Stated task –
Copy all of the entries below word for word, omitting the pictures.

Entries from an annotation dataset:
==============================
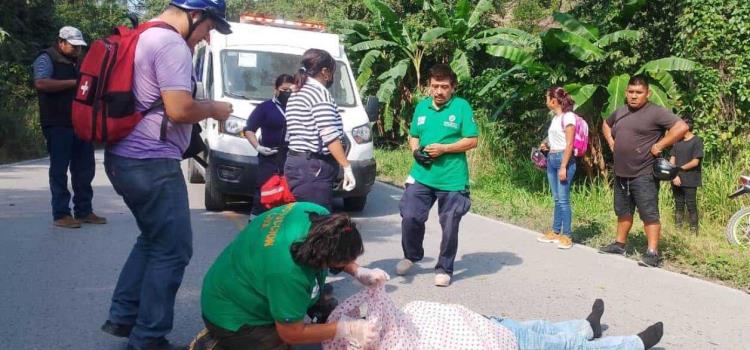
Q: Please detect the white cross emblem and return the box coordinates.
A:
[80,80,89,96]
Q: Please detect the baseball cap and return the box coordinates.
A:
[60,26,87,46]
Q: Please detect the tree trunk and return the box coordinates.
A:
[581,123,608,179]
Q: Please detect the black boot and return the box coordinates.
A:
[674,210,685,228]
[638,322,664,350]
[689,213,698,235]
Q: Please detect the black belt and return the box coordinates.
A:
[288,149,333,159]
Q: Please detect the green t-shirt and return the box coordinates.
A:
[409,97,479,191]
[201,202,329,331]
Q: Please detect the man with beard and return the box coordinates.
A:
[396,64,478,287]
[33,27,107,228]
[600,75,688,267]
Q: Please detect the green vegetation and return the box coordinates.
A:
[375,142,750,290]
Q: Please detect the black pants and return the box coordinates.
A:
[284,151,339,210]
[672,186,698,230]
[399,182,471,275]
[203,317,291,350]
[42,126,96,220]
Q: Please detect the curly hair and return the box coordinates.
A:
[290,213,365,269]
[294,49,336,90]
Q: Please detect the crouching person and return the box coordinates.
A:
[199,202,390,350]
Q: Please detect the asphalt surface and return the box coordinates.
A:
[0,153,750,350]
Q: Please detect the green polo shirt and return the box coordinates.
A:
[409,97,479,191]
[201,202,328,331]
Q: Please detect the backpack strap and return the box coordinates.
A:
[129,21,184,141]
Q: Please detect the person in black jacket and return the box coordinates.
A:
[34,26,107,228]
[669,119,703,233]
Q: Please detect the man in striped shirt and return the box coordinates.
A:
[284,49,355,210]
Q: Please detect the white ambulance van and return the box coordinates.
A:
[188,15,378,211]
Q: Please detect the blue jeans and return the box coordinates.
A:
[547,152,576,236]
[42,126,96,220]
[399,182,471,276]
[490,317,644,350]
[104,153,193,347]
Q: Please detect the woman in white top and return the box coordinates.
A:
[537,86,576,249]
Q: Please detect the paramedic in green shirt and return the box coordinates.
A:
[201,202,389,350]
[396,64,478,287]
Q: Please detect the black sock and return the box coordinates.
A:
[638,322,664,350]
[586,299,604,338]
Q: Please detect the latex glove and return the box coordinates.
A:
[334,316,378,348]
[341,165,357,192]
[354,266,391,287]
[256,145,279,156]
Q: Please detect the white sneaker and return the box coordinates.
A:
[435,273,451,287]
[396,259,414,276]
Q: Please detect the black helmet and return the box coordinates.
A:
[654,158,680,181]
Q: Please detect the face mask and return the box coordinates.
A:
[276,91,292,108]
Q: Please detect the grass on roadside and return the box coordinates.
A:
[375,145,750,291]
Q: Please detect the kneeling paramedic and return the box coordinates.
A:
[201,202,390,350]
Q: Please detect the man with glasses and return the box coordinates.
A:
[33,26,107,228]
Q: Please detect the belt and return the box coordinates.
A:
[287,149,333,159]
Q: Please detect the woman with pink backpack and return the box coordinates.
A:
[537,86,588,249]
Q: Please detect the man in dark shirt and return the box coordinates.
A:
[34,27,107,228]
[669,120,703,233]
[600,75,688,266]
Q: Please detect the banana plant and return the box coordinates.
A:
[340,0,439,133]
[422,0,531,81]
[488,11,697,118]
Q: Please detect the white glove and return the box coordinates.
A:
[354,266,391,287]
[256,145,279,156]
[341,165,357,192]
[334,316,378,348]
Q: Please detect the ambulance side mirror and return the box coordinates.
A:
[195,81,206,101]
[365,96,380,122]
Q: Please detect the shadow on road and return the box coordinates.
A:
[452,252,523,283]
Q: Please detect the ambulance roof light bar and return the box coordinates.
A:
[240,13,326,32]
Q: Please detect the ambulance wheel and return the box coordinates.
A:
[188,158,206,184]
[344,196,367,211]
[204,164,227,211]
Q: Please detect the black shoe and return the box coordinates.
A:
[599,242,627,255]
[127,339,187,350]
[638,252,661,267]
[102,320,133,338]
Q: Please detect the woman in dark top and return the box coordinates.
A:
[670,120,703,233]
[244,74,294,215]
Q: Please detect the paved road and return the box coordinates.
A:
[0,153,750,350]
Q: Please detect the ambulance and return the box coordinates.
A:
[188,14,379,211]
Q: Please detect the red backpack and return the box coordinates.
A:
[73,21,175,144]
[260,174,296,209]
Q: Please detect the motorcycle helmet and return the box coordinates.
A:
[654,158,680,181]
[169,0,232,37]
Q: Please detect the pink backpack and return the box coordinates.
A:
[560,114,589,157]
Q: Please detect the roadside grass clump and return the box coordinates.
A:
[375,145,750,291]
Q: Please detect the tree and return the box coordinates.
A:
[340,0,436,139]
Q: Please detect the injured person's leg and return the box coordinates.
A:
[489,299,664,350]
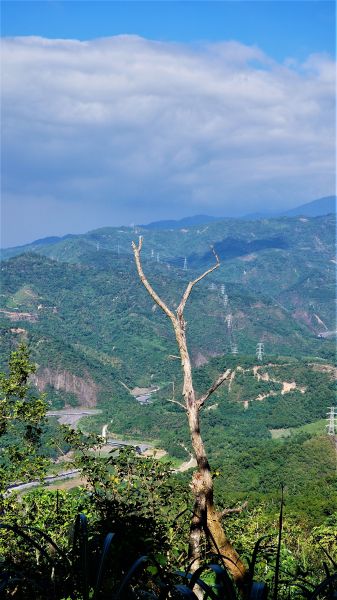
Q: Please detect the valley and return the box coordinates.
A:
[0,215,336,522]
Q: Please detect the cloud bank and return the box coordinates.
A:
[2,36,335,246]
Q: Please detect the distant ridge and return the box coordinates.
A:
[139,215,220,229]
[280,196,337,217]
[140,196,336,229]
[0,196,337,251]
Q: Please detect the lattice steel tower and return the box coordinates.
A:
[256,342,264,360]
[326,406,337,435]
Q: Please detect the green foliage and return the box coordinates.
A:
[0,345,48,494]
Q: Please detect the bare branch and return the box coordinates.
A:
[219,501,248,518]
[177,247,220,317]
[132,235,176,323]
[197,369,231,408]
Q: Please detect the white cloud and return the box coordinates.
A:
[2,36,335,246]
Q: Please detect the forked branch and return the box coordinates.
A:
[197,369,231,408]
[177,247,220,317]
[132,235,176,323]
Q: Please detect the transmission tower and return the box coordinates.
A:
[225,314,233,329]
[256,342,264,360]
[326,406,337,435]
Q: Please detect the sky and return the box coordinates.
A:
[1,0,335,247]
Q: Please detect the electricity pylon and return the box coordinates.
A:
[326,406,337,435]
[256,342,264,360]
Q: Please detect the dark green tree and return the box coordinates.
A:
[0,344,49,497]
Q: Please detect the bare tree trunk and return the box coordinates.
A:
==============================
Written response –
Q: Please detect the white cross emblem and return the box coordinates.
A:
[80,80,89,96]
Q: Please detect the baseball cap and return the box coordinates.
A:
[60,26,87,46]
Q: Please detect the tree trunk and return the box coordinates.
A:
[581,123,608,179]
Q: Please detect the black boot and return the box coordinates.
A:
[674,210,685,228]
[638,322,664,350]
[689,213,698,235]
Q: Please detect the black belt and return the box coordinates.
A:
[288,149,333,159]
Q: Please detect the green t-shirt and return the box coordinates.
A:
[409,97,479,191]
[201,202,329,331]
Q: Please detect the man with beard and return the box coordinates.
A:
[396,64,478,287]
[33,27,107,228]
[600,75,688,267]
Q: Please detect the green vegetation and return the box coordinates.
A:
[375,142,750,290]
Q: Please detect the black pants and return the box coordinates.
A:
[284,151,339,210]
[672,186,698,230]
[399,182,471,275]
[203,317,291,350]
[42,126,96,220]
Q: Please detect the curly hair and return the box coordinates.
A:
[290,213,365,269]
[294,49,336,90]
Q: Please detect the crouching person and return the box coordinates.
A:
[199,202,390,350]
Q: Please detect the asphalt surface and return the box coordinates.
A:
[0,153,750,350]
Q: Please detect the green polo shirt and return the box coordinates.
A:
[409,97,479,191]
[201,202,328,331]
Q: Please detect the backpack strap and return the box coordinates.
A:
[129,21,184,141]
Q: Please detect the person in black jacket and return the box coordinates.
A:
[34,26,107,228]
[669,119,703,233]
Q: Please detect the man in striped shirt and return the box coordinates.
A:
[284,49,355,210]
Q: Please detect the white ambulance van and return the box coordinates.
A:
[188,15,378,211]
Q: Please detect the blue jeans and return the box coordinates.
A:
[547,152,576,236]
[42,126,96,220]
[399,182,471,276]
[490,317,644,350]
[104,153,193,347]
Q: Please detect the woman in white top and return the box coordinates.
A:
[537,86,576,249]
Q: Please detect the paramedic in green shirt and return the box coordinates.
A:
[201,202,389,350]
[396,64,478,287]
Q: Please detect the black sock and return the box coordinates.
A:
[638,322,664,350]
[586,299,604,338]
Q: Please detect the latex glove and return the box coordinates.
A:
[334,316,378,348]
[341,165,357,192]
[354,266,391,287]
[256,145,279,156]
Q: Please detect the white sneaker and return the box coordinates.
A:
[435,273,451,287]
[396,259,414,276]
Q: Please detect the black helmet and return the box coordinates.
A:
[654,158,680,181]
Q: Please detect the face mask and return the box coordinates.
A:
[276,91,292,108]
Q: Please detect the grass on roadside and return the box coordinates.
A:
[375,145,750,291]
Q: Please detect the kneeling paramedic and return the box coordinates.
A:
[201,202,390,350]
Q: Please detect the man with glasses and return the box coordinates.
A:
[33,26,107,228]
Q: Please detect the belt and return the box coordinates.
A:
[287,149,333,159]
Q: Please detect the woman with pink backpack and return the box coordinates.
A:
[537,86,588,249]
Q: Please detect the man in dark shirt and return the box coordinates.
A:
[34,27,107,228]
[669,120,703,233]
[600,75,688,266]
Q: Please detect the banana plant and return the box coordinates.
A:
[340,0,439,133]
[422,0,531,81]
[488,11,697,118]
Q: Please detect the white glove and return the box coordinates.
A:
[354,266,391,287]
[256,145,279,156]
[341,165,357,192]
[334,316,378,348]
Q: Please detect the ambulance side mirror and return the box coordinates.
A:
[195,81,206,101]
[365,96,380,122]
Q: Please detect the shadow on road and return the box coordinates.
A:
[452,252,523,283]
Q: Please detect the ambulance roof light bar and return the box coordinates.
A:
[240,13,326,32]
Q: Please detect the ambulance wheel and return the box coordinates.
A:
[188,158,206,184]
[344,196,367,211]
[204,164,227,211]
Q: Please detect the black shoe and return the box coordinates.
A:
[599,242,627,255]
[127,339,187,350]
[638,252,661,267]
[102,320,133,338]
Q: Please detect the woman in dark top and return the box coordinates.
A:
[670,120,703,233]
[244,74,294,215]
Q: Please detect the paved road and return the box coordinates.
A:
[0,153,750,350]
Q: Please detect the ambulance and return the box coordinates.
A:
[188,14,379,211]
Q: Please detect the red backpack and return the box coordinates.
A:
[73,21,175,144]
[260,174,296,209]
Q: Please detect the motorcycle helmet and return the box coordinates.
A:
[654,158,680,181]
[169,0,232,37]
Q: Please detect the pink backpack and return the box coordinates.
A:
[560,114,589,157]
Q: Please detect the roadside grass clump and return the box coordinates.
A:
[375,145,750,291]
Q: Please detect the tree and return the box coordinates.
A:
[340,0,436,139]
Q: Please detect the injured person's leg and return the box coordinates.
A:
[489,299,664,350]
Q: Please detect the valley and return the box coordinates.
A:
[0,215,336,522]
Q: Please detect the cloud bank and return the box coordinates.
A:
[2,36,335,246]
Q: Please detect the distant ridge and return the box coordinates.
A:
[139,215,220,229]
[280,196,337,217]
[140,196,336,229]
[0,196,337,251]
Q: Please detect the lattice steel tower and return the box coordinates.
A:
[256,342,264,360]
[326,406,337,435]
Q: Please detect the green foliage and return the box coordinates.
A:
[0,345,48,494]
Q: Please detect the bare branch and return the box coordinates.
A:
[219,501,248,518]
[177,247,220,317]
[132,235,176,323]
[197,369,231,408]
Q: Please detect the white cloud and return the box coordinates.
A:
[2,36,335,246]
Q: Please detect the forked branch and return the box coordinates.
A:
[197,369,231,408]
[177,247,220,317]
[132,235,176,323]
Q: Please detect the transmission tower and return the box coordinates.
A:
[225,314,233,329]
[256,342,264,360]
[326,406,337,435]
Q: Please detect the sky and return the box coordinates.
A:
[1,0,335,247]
Q: Please detect the electricity pylon and return the box coordinates.
A:
[326,406,337,435]
[256,342,264,360]
Q: Please detect the dark green tree and return the box coordinates.
A:
[0,344,49,497]
Q: Please detect the bare tree trunk and return the box coordinates.
A:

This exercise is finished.